(Some records)
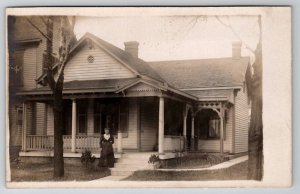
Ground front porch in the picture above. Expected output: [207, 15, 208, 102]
[20, 80, 233, 159]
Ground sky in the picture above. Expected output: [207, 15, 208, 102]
[74, 16, 259, 61]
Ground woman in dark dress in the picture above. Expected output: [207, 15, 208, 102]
[99, 128, 115, 168]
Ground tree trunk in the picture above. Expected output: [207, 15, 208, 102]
[46, 17, 64, 178]
[53, 88, 64, 178]
[248, 16, 263, 180]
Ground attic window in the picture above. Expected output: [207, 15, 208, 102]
[87, 55, 95, 63]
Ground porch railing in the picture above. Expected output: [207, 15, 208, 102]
[26, 135, 100, 151]
[164, 135, 184, 151]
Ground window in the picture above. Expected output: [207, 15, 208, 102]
[43, 52, 58, 73]
[10, 50, 24, 86]
[16, 107, 23, 126]
[77, 102, 87, 134]
[208, 119, 221, 138]
[195, 109, 226, 140]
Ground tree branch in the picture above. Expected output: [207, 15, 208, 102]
[216, 16, 255, 54]
[25, 17, 52, 41]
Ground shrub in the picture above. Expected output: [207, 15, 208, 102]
[148, 154, 161, 169]
[148, 154, 160, 164]
[80, 150, 96, 168]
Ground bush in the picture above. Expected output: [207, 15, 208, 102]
[148, 154, 161, 169]
[148, 154, 160, 164]
[80, 150, 96, 168]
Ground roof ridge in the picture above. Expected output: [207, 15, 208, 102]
[147, 56, 250, 64]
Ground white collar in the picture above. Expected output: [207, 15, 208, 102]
[103, 133, 110, 140]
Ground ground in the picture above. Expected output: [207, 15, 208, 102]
[124, 161, 248, 181]
[11, 162, 110, 182]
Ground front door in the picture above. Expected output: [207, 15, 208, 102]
[139, 97, 158, 151]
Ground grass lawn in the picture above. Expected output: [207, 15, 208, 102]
[161, 153, 228, 169]
[124, 161, 248, 181]
[11, 163, 110, 182]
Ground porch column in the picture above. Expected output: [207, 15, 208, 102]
[71, 99, 77, 152]
[22, 102, 27, 152]
[117, 129, 123, 154]
[182, 108, 187, 151]
[191, 115, 195, 151]
[117, 105, 123, 154]
[158, 97, 165, 154]
[219, 108, 224, 154]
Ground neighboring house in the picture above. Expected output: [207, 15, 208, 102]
[7, 16, 71, 158]
[12, 33, 250, 161]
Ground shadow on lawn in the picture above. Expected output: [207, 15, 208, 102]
[11, 162, 110, 182]
[123, 161, 248, 181]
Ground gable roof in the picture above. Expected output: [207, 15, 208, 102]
[70, 32, 165, 82]
[148, 57, 249, 90]
[36, 32, 165, 83]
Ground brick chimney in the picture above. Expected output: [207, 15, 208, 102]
[124, 41, 139, 57]
[232, 41, 242, 59]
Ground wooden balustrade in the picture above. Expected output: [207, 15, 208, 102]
[26, 135, 100, 151]
[164, 135, 184, 151]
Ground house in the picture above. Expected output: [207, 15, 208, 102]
[11, 33, 250, 162]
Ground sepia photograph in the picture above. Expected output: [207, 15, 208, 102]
[6, 7, 292, 188]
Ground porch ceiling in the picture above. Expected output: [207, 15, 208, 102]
[17, 78, 139, 95]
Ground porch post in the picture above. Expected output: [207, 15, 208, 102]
[117, 104, 123, 154]
[191, 115, 195, 151]
[71, 99, 77, 152]
[118, 129, 123, 154]
[182, 107, 187, 151]
[22, 102, 27, 152]
[220, 107, 224, 154]
[158, 97, 165, 154]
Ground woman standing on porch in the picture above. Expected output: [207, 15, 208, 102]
[99, 128, 115, 168]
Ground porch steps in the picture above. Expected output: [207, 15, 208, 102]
[111, 153, 151, 176]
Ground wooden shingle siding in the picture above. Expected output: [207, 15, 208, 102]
[64, 46, 135, 82]
[198, 107, 233, 153]
[122, 98, 138, 149]
[141, 98, 158, 151]
[35, 103, 45, 135]
[23, 47, 37, 90]
[235, 87, 249, 153]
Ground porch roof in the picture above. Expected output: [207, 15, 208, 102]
[17, 77, 197, 100]
[148, 57, 249, 90]
[185, 89, 234, 103]
[17, 78, 139, 95]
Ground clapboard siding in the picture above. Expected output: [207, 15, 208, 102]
[23, 47, 37, 90]
[198, 107, 233, 153]
[64, 46, 135, 82]
[235, 89, 249, 153]
[35, 103, 45, 135]
[141, 98, 158, 151]
[47, 105, 54, 135]
[122, 98, 138, 149]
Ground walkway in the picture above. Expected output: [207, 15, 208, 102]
[156, 155, 248, 171]
[91, 155, 248, 182]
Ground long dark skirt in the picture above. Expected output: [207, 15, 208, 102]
[99, 142, 115, 168]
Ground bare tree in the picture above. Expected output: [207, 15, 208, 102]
[27, 16, 76, 178]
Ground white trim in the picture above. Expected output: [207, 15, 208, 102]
[179, 86, 243, 91]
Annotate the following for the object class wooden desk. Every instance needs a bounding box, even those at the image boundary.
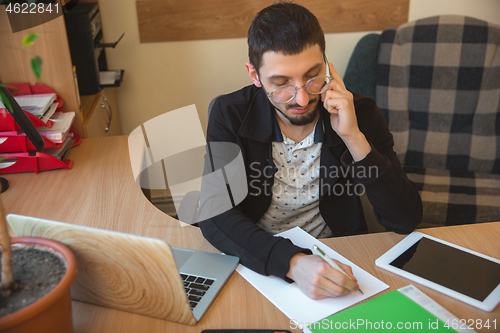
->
[2,136,500,333]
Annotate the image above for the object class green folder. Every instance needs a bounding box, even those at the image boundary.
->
[304,285,458,333]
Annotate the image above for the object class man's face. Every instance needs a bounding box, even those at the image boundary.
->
[250,45,326,126]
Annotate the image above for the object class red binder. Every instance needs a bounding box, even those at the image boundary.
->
[0,152,73,174]
[0,83,82,174]
[0,128,82,153]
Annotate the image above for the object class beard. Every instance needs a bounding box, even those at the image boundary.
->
[276,98,319,126]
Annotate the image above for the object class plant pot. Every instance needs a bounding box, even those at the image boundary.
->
[0,237,77,333]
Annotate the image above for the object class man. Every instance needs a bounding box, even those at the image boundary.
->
[199,2,422,299]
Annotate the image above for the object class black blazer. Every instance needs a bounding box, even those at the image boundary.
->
[199,85,422,278]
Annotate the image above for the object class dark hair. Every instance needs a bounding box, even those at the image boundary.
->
[248,1,325,72]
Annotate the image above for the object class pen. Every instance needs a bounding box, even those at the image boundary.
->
[313,245,364,295]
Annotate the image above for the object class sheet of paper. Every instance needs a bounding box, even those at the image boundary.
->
[236,227,389,327]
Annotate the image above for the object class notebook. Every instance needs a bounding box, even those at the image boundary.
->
[7,214,239,325]
[303,285,475,333]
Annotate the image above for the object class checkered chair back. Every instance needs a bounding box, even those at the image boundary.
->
[376,15,500,174]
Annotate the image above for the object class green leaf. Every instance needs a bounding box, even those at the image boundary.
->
[23,34,38,46]
[31,56,43,83]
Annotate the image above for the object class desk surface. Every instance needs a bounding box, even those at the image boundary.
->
[2,136,500,333]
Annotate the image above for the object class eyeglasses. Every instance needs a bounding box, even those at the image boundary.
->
[267,62,333,104]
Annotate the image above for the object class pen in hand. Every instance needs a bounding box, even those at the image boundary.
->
[313,245,364,295]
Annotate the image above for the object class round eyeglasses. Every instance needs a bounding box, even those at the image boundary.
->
[267,73,333,104]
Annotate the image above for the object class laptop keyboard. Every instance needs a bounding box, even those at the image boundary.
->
[181,274,215,310]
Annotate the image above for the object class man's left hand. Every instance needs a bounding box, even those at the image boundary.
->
[321,63,371,161]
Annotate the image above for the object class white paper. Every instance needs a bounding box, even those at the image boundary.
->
[236,227,389,327]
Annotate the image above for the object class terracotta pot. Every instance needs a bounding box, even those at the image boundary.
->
[0,237,77,333]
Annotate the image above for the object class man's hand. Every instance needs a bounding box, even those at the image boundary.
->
[287,253,359,299]
[321,63,371,161]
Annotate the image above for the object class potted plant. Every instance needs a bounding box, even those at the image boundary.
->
[0,195,77,333]
[0,34,77,333]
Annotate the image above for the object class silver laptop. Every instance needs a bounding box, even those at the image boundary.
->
[7,214,238,325]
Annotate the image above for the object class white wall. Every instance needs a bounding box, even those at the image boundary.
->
[99,0,500,135]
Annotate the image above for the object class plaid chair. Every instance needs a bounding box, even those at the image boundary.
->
[376,15,500,227]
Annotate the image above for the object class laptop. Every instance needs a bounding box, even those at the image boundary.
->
[7,214,239,325]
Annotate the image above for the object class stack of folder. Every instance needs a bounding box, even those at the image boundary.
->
[0,84,81,174]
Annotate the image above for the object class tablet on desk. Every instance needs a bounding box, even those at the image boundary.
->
[375,232,500,311]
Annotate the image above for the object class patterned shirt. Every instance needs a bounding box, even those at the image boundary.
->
[257,113,332,238]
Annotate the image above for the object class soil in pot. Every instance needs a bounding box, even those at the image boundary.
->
[0,245,66,317]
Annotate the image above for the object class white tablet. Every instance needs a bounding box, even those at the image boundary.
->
[375,232,500,311]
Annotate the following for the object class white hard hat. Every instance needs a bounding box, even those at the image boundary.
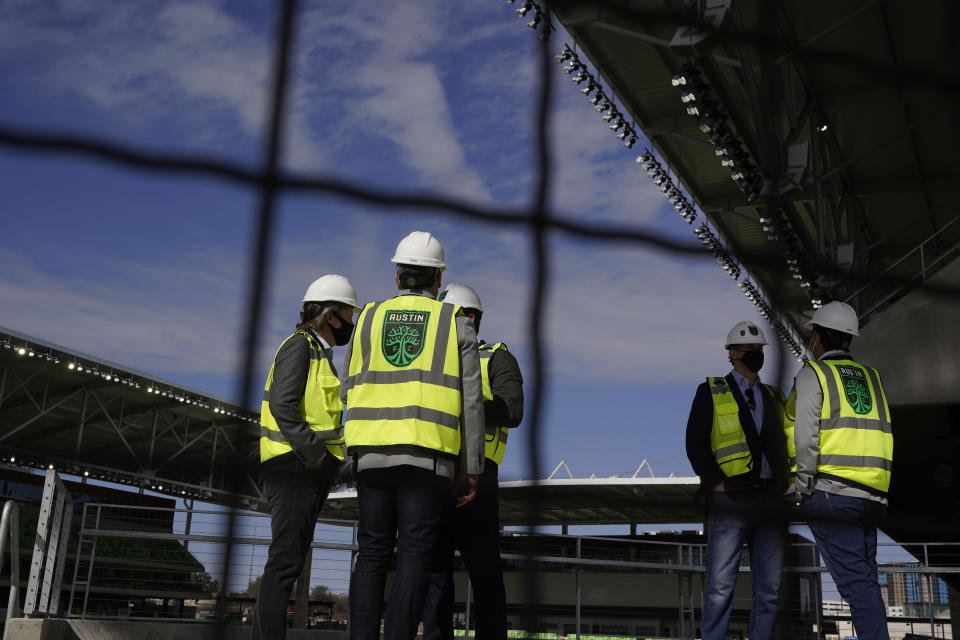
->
[723,320,767,349]
[390,231,447,271]
[807,300,860,336]
[303,274,360,309]
[440,282,483,313]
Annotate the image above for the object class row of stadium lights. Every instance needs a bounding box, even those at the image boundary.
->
[670,63,826,309]
[0,456,213,500]
[507,12,808,360]
[3,340,260,423]
[507,0,555,40]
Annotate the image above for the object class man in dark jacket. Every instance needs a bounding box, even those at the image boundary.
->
[253,275,359,640]
[687,322,787,640]
[423,283,523,640]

◆ The problem: Copy out only the lines starting with the one with "Ground brick chimney" and going on through the one with "[6, 7, 292, 188]", swapping "wooden balustrade" for "wooden railing" and leaving everything else as it is.

◆ Output of the exercise:
Ground brick chimney in the picture above. Expected output: [207, 15, 208, 102]
[124, 41, 139, 57]
[232, 41, 242, 59]
Ground wooden railing in the picture above. Expected output: [207, 15, 208, 102]
[26, 135, 100, 151]
[164, 135, 184, 151]
Ground house in the picture above. Expected output: [207, 15, 208, 102]
[11, 33, 250, 162]
Ground sepia photograph in the picture above. Expected output: [207, 15, 208, 102]
[6, 7, 292, 188]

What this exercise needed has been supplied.